**Task set**
**1.** Tell whether each statement agrees with the turbine tip seal passage, answering yes or no and quoting the deciding words: (a) particles that reach the tip seals escape easily; (b) tip seal material is chosen so it can rub away with little damage to nearby rotating parts; (c) tip seals 19 can only be inverted J-strips.
**2.** Carry on the turbine tip seal passage from its final sentence.

**Document passage**
** begin **
2. Description of the Prior Art
Radial seals can become deteriorated due to the presence of particulate material that enters the turbine and is flung into the area containing the tip seals where it cannot escape, then batters and erodes the tip seals, bucket covers and adjacent stationary parts.
A persistent and costly problem for steam and gas turbines using radial tip seals to minimize leakage over the shrouds or bucket covers of the turbine stages is the damage caused by particles. The particles can be either broken pieces of the turbine or foreign particles that enter the turbine with the steam. These particles, once having reached the location of the tip seals, have great difficulty escaping and are generally forced to circulate at great speed, causing damage to the seals, bucket covers and tenons.
Means is shown in my U.S. Pat. No. 5,271,712, utilizing a small circumferential opening in the tip seal in conjunction with a scoop to encourage the particles to be discharged from the tip seal area by deflecting them through the small opening. The scoop of U.S. Pat. No. 5,271,721 is an integral part of the tip seal. Consequently, it is limited in application to those tip seals with sufficient mass and strength to hold the scoop in place in spite of particle impacts and large, time varying steam forces.
The scoop, being integral with the tip seal must generally be made of the same material as the tip seal. This is often a handicap since the tip seal material is selected to be capable of rubbing away with a minimum of damage to adjacent rotating parts such as the bucket covers. The scoop, on the other hand, should ideally be made of material resistant to erosion and impact loads.
It is the purpose of the invention to provide tip seal scoops of improved geometry and/or material permitting the application of the scoops to a wider range of tip seal designs, including J-strips and inserted tip seals .
FIG. 1 is a fragmentary view looking downwardly at the parting line of a typical turbine stage showing a preferred form of tip seal protection means embodying the invention;
FIG. 2 is a radial view taken on line 2--2 of FIG. 1;
FIG. 3 is a front perspective view of the expulsion scoop plate of the tip seal damage protection means of the invention; and
FIG. 4 is a schematic front perspective view showing the relationship between the expulsion scoop plate, expulsion scoop and tip seals embodying the invention.
FIG. 1 is a fragmentary cross sectional view of a portion of a typical turbine stage as seen at the horizontal joint of the turbine.
A rotatable shaft or rotor 24 holds rows of buckets 11, only one of which is shown, each bucket having a shroud or bucket cover 12 fixed thereto.
Stationary nozzles 13 disposed on either side of bucket 11 have an outer solid portion 15 fixed in a spill strip holder or shell 16.
Spaced shroud or tip seals 19 are mounted on and depend from a portion of shell or spill strip holder 16 which extends between outer portions 15 of adjacent nozzles 13.
Tip seals 19 overlie shroud or bucket cover 12 and are so located as to minimize steam leakage over shroud 12.
Tip seals 19 may be in the form of inverted J-strips as shown, or may be in the form of teeth inserted into the shell and are held in place by such as compressed locking rings 20, although other means may be employed.
An expulsion scoop 18 is mounted on and depends from plate 17 adjacent each tip seal 19 and is so positioned as to deflect particles which are moving circumferentially adjacent the upstream side of the tip seals causing the particles to pass through a small circumferential opening, not shown, in the tip seals and to move downstream.
** end **
**Supplied data**
** begin **
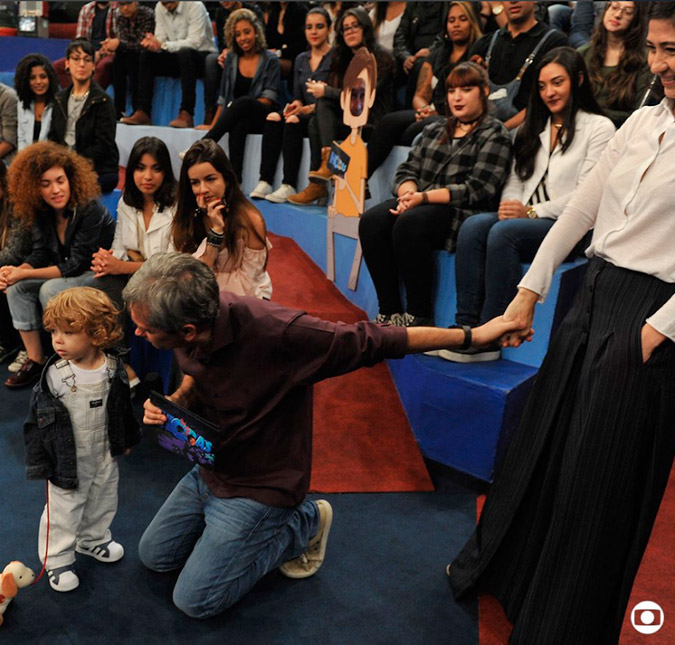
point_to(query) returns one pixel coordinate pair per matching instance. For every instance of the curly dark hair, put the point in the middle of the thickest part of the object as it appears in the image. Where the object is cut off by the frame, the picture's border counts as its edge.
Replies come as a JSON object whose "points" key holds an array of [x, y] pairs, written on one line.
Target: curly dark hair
{"points": [[188, 228], [166, 193], [29, 166], [22, 78]]}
** end **
**Answers by task**
**1.**
(a) No: "have great difficulty escaping"
(b) Yes: "the tip seal material is selected to be capable of rubbing away with a minimum of damage to adjacent rotating parts such as the bucket covers"
(c) No: "may be in the form of inverted J-strips as shown, or may be in the form of teeth inserted into the shell"

**2.**
As best seen in FIGS. 3 and 4, expulsion scoops 18 are triangulate in elevation so as to guide any particulate material flowing downstream in the direction of arrow a through provided openings 25 in tip seals 19, to avoid damage to the tip seals.
Root seals 23 are mounted in and depend from an inner ring portion 14 of stationary nozzles 13 and minimize leakage between the nozzles and rotatable shaft or rotor 24.
Root seals 23 are held in place by such as compressed locking rings 20', although other means may be employed.
FIG. 2 is a radial view of the turbine stage taken on line 2--2 of FIG. 1 at a horizontal joint 22. Shroud or tip seals 19 are shown as extending in both directions from joint 22, except that a small portion of the shroud or tip seal is cut away as at 25, just below joint 22. Scoop plate 17 is mounted on a provided cut-out portion of holder 16, immediately below joint 22. The scoop plate is secured in this location as by bolts 21 and is further held in place by the pressure of the upper half of holder 16 which is held tightly against the lower half of the holder in which the scoop plate is mounted.
Expulsion scoops 18 extend from scoop plate 17 radially into the area upstream of tip seals 19 so as to direct particles through the opening in the tip seals at 25.
FIG. 3 is a perspective showing of scoop plate 17 and expulsion scoops 18.
In operation, expulsion scoops 18 greatly reduce the period of time spent by particles adjacent the tip seals and shrouds, thus minimizing the damage caused by the particles.
Scoop plate 17 provides a solid base for locking of the expulsion scoops whereas the tip seals themselves could not provide such locking should the scoops be mounted on the tip seals themselves.
Expulsion scoops 18 should preferably be fabricated from a material resistant to erosion and damage such as oxidation and corrosion, with excellent toughness, high temperature strength, hardenability and with a thermal coefficient of expansion close to Ferritic stainless steel, such as AISI Series 400 stainless steel. To further increase the security of scoop plate 17 the material from which it is fabricated should advantageously have a slightly greater thermal expansion coefficient than that of holder 16.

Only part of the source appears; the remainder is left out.